(Stored data entries)
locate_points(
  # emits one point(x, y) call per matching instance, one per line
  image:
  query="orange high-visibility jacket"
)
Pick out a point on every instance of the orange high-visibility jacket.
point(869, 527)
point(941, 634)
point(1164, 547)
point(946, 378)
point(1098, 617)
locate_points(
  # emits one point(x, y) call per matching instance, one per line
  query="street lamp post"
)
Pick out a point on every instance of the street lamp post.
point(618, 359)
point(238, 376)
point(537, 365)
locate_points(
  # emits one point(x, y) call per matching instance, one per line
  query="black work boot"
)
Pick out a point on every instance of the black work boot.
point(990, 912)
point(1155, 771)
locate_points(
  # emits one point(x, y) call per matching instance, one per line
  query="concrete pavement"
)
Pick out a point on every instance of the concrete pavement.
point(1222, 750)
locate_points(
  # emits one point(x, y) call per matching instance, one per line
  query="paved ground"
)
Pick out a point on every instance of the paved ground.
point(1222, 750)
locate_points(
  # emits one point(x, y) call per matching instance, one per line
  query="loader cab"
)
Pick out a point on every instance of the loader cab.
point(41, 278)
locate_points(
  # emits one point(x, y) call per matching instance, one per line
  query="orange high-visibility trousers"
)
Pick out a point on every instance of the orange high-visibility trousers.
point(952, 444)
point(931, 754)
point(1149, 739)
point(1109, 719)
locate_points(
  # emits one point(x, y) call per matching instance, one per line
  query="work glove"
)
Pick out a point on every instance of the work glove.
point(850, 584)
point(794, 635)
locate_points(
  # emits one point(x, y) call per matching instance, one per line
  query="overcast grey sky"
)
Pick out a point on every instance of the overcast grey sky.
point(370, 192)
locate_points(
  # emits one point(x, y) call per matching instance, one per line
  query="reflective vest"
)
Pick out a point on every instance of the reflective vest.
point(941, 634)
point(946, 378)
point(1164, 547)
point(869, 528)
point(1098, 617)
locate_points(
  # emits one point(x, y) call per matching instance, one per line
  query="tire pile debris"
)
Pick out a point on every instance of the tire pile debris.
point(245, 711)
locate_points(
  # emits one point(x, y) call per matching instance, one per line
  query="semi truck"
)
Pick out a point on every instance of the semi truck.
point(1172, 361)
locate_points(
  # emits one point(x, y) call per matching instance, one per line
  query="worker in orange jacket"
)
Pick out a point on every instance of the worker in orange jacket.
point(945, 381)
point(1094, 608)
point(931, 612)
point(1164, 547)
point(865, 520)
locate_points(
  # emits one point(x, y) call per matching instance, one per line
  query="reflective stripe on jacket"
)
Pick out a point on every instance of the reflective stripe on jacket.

Problem description:
Read through the entries above and copy each line that has the string "stripe" in it.

Answer to this problem:
  query="reflective stripe on jacket"
Pick out a point on every instance of the reflective stripe on jacket.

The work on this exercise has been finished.